Saved data entries
────

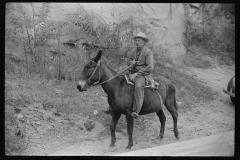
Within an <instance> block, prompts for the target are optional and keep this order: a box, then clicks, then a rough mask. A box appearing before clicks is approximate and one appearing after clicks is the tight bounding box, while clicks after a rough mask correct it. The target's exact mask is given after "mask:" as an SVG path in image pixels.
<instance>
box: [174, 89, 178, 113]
mask: <svg viewBox="0 0 240 160" xmlns="http://www.w3.org/2000/svg"><path fill="white" fill-rule="evenodd" d="M174 107H175V109H176V110H178V104H177V101H176V95H175V93H174Z"/></svg>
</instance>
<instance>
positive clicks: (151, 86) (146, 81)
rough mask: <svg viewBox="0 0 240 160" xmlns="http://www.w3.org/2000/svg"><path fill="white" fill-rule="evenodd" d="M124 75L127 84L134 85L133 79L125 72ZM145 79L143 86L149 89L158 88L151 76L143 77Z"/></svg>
mask: <svg viewBox="0 0 240 160" xmlns="http://www.w3.org/2000/svg"><path fill="white" fill-rule="evenodd" d="M124 77H125V79H126V81H127V84H130V85H134V83H133V81H132V80H131V79H130V76H129V74H125V75H124ZM144 77H145V76H144ZM145 80H146V81H145V82H146V83H145V85H144V88H147V87H150V88H151V89H155V90H157V89H158V86H159V83H158V82H157V81H154V79H153V78H152V77H150V78H147V77H145Z"/></svg>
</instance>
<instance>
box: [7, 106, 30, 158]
mask: <svg viewBox="0 0 240 160" xmlns="http://www.w3.org/2000/svg"><path fill="white" fill-rule="evenodd" d="M26 148H27V142H26V137H25V133H24V130H23V129H22V126H21V125H20V123H19V122H18V119H17V118H16V113H15V112H14V109H13V107H12V106H9V105H5V154H6V155H21V154H22V153H23V152H24V151H25V149H26Z"/></svg>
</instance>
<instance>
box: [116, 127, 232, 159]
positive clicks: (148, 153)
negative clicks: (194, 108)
mask: <svg viewBox="0 0 240 160" xmlns="http://www.w3.org/2000/svg"><path fill="white" fill-rule="evenodd" d="M233 155H234V132H233V131H231V132H226V133H221V134H217V135H212V136H207V137H201V138H197V139H191V140H188V141H183V142H178V143H172V144H167V145H163V146H159V147H153V148H148V149H143V150H137V151H132V152H125V153H121V154H117V155H114V156H233Z"/></svg>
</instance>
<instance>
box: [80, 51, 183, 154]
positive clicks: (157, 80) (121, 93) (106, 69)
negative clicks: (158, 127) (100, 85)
mask: <svg viewBox="0 0 240 160" xmlns="http://www.w3.org/2000/svg"><path fill="white" fill-rule="evenodd" d="M101 57H102V51H101V50H100V51H99V52H98V54H97V55H96V57H95V58H93V59H91V60H90V61H89V62H88V63H87V64H86V65H85V66H84V68H83V71H82V73H81V75H80V79H79V81H78V85H77V88H78V90H79V91H80V92H82V91H86V90H87V88H89V87H90V86H94V85H101V86H102V88H103V90H104V91H105V92H106V94H107V95H108V103H109V106H110V107H111V108H112V110H113V113H112V121H111V124H110V131H111V144H110V148H109V149H110V151H111V150H114V149H116V146H115V143H116V136H115V128H116V125H117V123H118V120H119V118H120V116H121V115H122V114H124V115H125V116H126V120H127V132H128V135H129V141H128V145H127V147H126V149H129V150H131V147H132V146H133V136H132V135H133V122H134V120H133V118H132V116H131V112H132V108H133V99H134V86H133V85H129V84H127V82H126V79H125V78H124V76H116V75H117V72H115V71H114V70H113V69H111V68H110V67H108V66H107V65H106V64H104V63H103V62H101ZM153 79H154V80H155V81H157V82H158V83H159V84H160V85H159V87H158V89H157V92H158V93H159V94H160V95H161V97H162V102H163V104H164V105H165V106H166V108H167V110H168V111H169V112H170V113H171V115H172V118H173V122H174V123H173V128H174V129H173V131H174V135H175V137H176V138H177V139H179V132H178V128H177V121H178V112H177V110H178V108H177V103H176V98H175V87H174V85H173V84H172V83H171V82H170V81H169V80H168V79H166V78H164V77H162V76H158V77H154V78H153ZM162 107H163V106H161V101H160V99H159V97H158V95H157V93H155V92H154V91H153V90H152V89H151V88H145V91H144V100H143V106H142V109H141V111H140V113H139V115H145V114H149V113H153V112H156V113H157V116H158V117H159V120H160V123H161V128H160V134H159V136H158V137H157V138H156V142H157V143H160V142H161V140H162V138H163V136H164V129H165V122H166V117H165V115H164V112H163V108H162Z"/></svg>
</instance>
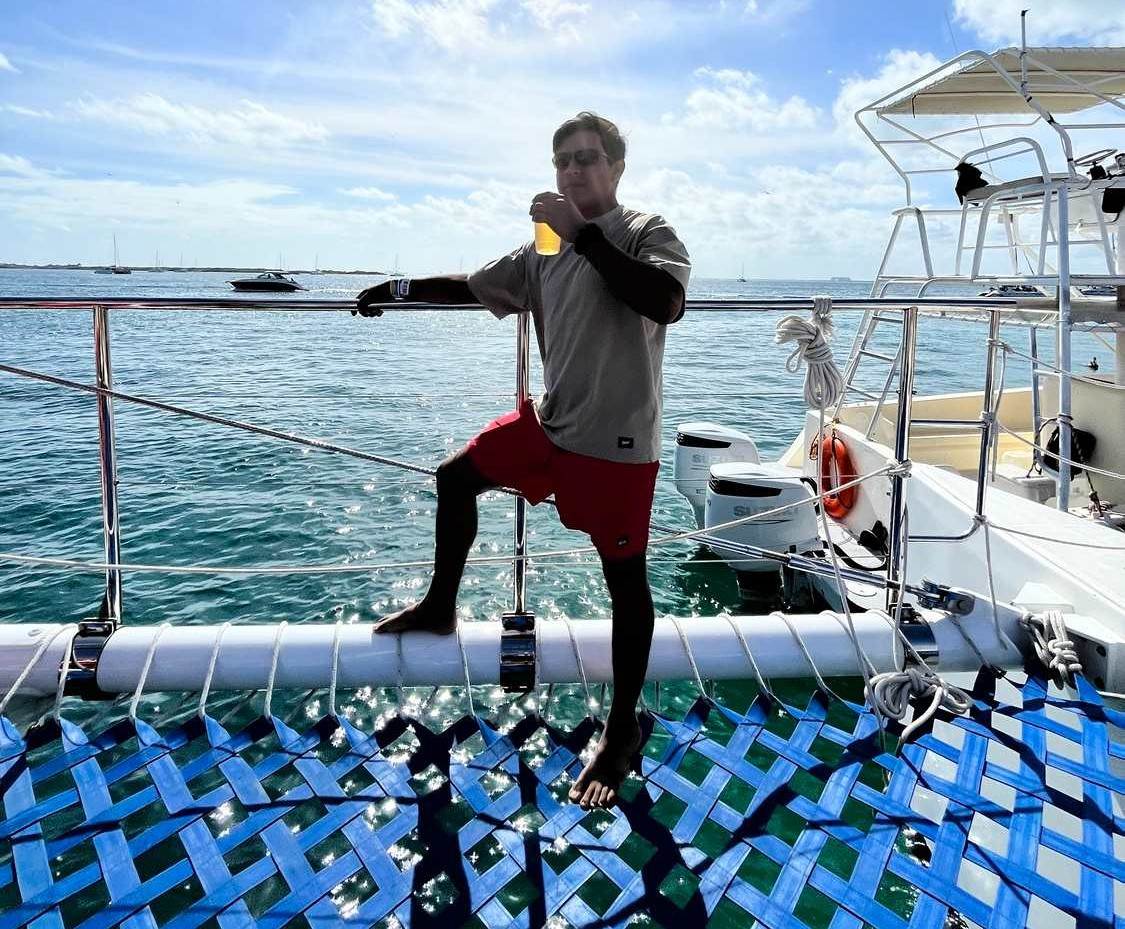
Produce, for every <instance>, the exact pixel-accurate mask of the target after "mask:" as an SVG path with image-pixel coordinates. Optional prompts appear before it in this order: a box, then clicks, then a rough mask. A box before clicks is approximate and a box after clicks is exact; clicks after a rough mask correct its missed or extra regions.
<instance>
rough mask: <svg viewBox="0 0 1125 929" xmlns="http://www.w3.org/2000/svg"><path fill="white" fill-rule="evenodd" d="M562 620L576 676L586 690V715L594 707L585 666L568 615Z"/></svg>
mask: <svg viewBox="0 0 1125 929" xmlns="http://www.w3.org/2000/svg"><path fill="white" fill-rule="evenodd" d="M562 622H564V623H566V631H567V634H568V635H569V637H570V648H571V649H574V660H575V662H576V664H577V665H578V677H580V678H582V689H583V691H585V692H586V715H587V716H588V715H589V711H591V710H593V709H594V697H593V695H592V694H591V693H589V682H588V680H587V679H586V666H585V664H584V662H583V660H582V652H580V651H579V650H578V640H577V639H576V638H575V634H574V626H573V625H571V624H570V617H569V616H564V617H562ZM598 709H601V707H598Z"/></svg>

────

**Goal of the exercise:**
Leave images out of the retyped records; keep all else exact.

**Task solution:**
Within an <instance> block, prompts for the target are optional and keep this order: a box, then clicks, then a rough mask. A box appearing before clicks is approximate and one appearing after clicks is the tight bounding box, while clicks after a rough mask correct it. The target's exact mask is given after "mask:" as an SVG path in image pixels.
<instance>
box: [174, 89, 178, 113]
mask: <svg viewBox="0 0 240 160" xmlns="http://www.w3.org/2000/svg"><path fill="white" fill-rule="evenodd" d="M174 107H175V109H176V110H178V104H177V101H176V95H175V93H174Z"/></svg>
</instance>
<instance>
positive clicks: (151, 86) (146, 81)
rough mask: <svg viewBox="0 0 240 160" xmlns="http://www.w3.org/2000/svg"><path fill="white" fill-rule="evenodd" d="M124 75L127 84L134 85L133 79L125 72ZM145 79L143 86L149 89L158 88L151 76L143 77Z"/></svg>
mask: <svg viewBox="0 0 240 160" xmlns="http://www.w3.org/2000/svg"><path fill="white" fill-rule="evenodd" d="M124 77H125V79H126V81H127V84H130V85H134V83H133V81H132V80H131V79H130V76H129V74H125V75H124ZM144 77H145V76H144ZM145 80H146V81H145V82H146V83H145V85H144V88H147V87H150V88H151V89H155V90H157V89H158V86H159V83H158V82H157V81H154V79H153V78H152V77H150V78H147V77H145Z"/></svg>
</instance>
<instance>
box: [7, 106, 30, 158]
mask: <svg viewBox="0 0 240 160" xmlns="http://www.w3.org/2000/svg"><path fill="white" fill-rule="evenodd" d="M26 148H27V142H26V137H25V133H24V130H23V129H22V126H21V125H20V123H19V122H18V119H17V118H16V113H15V112H14V109H13V107H12V106H9V105H5V154H6V155H21V154H22V153H23V152H24V151H25V149H26Z"/></svg>
</instance>
<instance>
box: [116, 127, 232, 159]
positive clicks: (148, 153)
negative clicks: (194, 108)
mask: <svg viewBox="0 0 240 160" xmlns="http://www.w3.org/2000/svg"><path fill="white" fill-rule="evenodd" d="M233 155H234V132H233V131H231V132H226V133H221V134H217V135H212V136H207V137H201V138H197V139H191V140H188V141H183V142H178V143H172V144H167V145H163V146H159V147H153V148H148V149H143V150H137V151H132V152H125V153H121V154H117V155H114V156H233Z"/></svg>
</instance>
<instance>
box: [80, 51, 183, 154]
positive clicks: (157, 80) (121, 93) (106, 69)
negative clicks: (158, 127) (100, 85)
mask: <svg viewBox="0 0 240 160" xmlns="http://www.w3.org/2000/svg"><path fill="white" fill-rule="evenodd" d="M101 57H102V51H101V50H100V51H99V52H98V54H97V55H96V57H95V58H93V59H91V60H90V61H89V62H88V63H87V64H86V65H85V66H84V68H83V71H82V73H81V75H80V79H79V81H78V85H77V88H78V90H79V91H80V92H82V91H86V90H87V88H89V87H90V86H94V85H101V86H102V88H103V90H104V91H105V92H106V94H107V95H108V103H109V106H110V107H111V108H112V110H113V113H112V121H111V124H110V131H111V144H110V148H109V149H110V151H111V150H114V149H116V146H115V143H116V136H115V128H116V125H117V123H118V120H119V118H120V116H121V115H122V114H124V115H125V116H126V120H127V132H128V135H129V141H128V145H127V147H126V149H129V150H131V147H132V146H133V136H132V135H133V122H134V120H133V118H132V116H131V112H132V108H133V99H134V86H133V85H129V84H127V82H126V79H125V78H124V76H116V75H117V72H115V71H114V70H113V69H111V68H110V67H108V66H107V65H106V64H104V63H103V62H101ZM153 79H154V80H155V81H157V82H158V83H159V84H160V85H159V87H158V89H157V92H158V93H159V94H160V95H161V97H162V102H163V104H164V105H165V106H166V108H167V110H168V111H169V112H170V113H171V115H172V118H173V122H174V123H173V128H174V129H173V131H174V135H175V137H176V138H177V139H179V132H178V128H177V121H178V112H177V110H178V108H177V103H176V98H175V87H174V85H173V84H172V83H171V82H170V81H169V80H168V79H166V78H164V77H162V76H158V77H154V78H153ZM162 107H163V106H161V101H160V99H159V97H158V95H157V93H155V92H154V91H153V90H152V89H151V88H145V91H144V100H143V106H142V109H141V111H140V113H139V115H145V114H149V113H153V112H156V113H157V116H158V117H159V120H160V123H161V128H160V134H159V136H158V137H157V138H156V142H157V143H160V142H161V140H162V138H163V136H164V129H165V122H166V117H165V115H164V112H163V108H162Z"/></svg>
</instance>
Produce, for every <instance>, the exact pixel-accurate mask of the target after "mask:" as an SVG path with image-pixel coordinates. Optional prompts appear before it in this order: a box, then clicks, then a rough mask. A box before clicks is approximate and a box after clicks is exact; clicks after a rough mask correct its missed or extra regions.
<instance>
rough mask: <svg viewBox="0 0 1125 929" xmlns="http://www.w3.org/2000/svg"><path fill="white" fill-rule="evenodd" d="M562 620L576 676L586 690V715L594 707L585 666L568 615Z"/></svg>
mask: <svg viewBox="0 0 1125 929" xmlns="http://www.w3.org/2000/svg"><path fill="white" fill-rule="evenodd" d="M562 622H564V623H566V631H567V634H568V635H569V637H570V648H571V649H574V660H575V662H576V664H577V665H578V677H580V678H582V689H583V691H585V692H586V715H587V716H588V715H589V711H591V710H593V709H594V697H593V695H592V694H591V693H589V682H588V680H587V679H586V666H585V664H584V662H583V660H582V652H580V651H579V650H578V640H577V639H576V638H575V634H574V626H573V625H571V624H570V617H569V616H564V617H562ZM598 709H601V707H598Z"/></svg>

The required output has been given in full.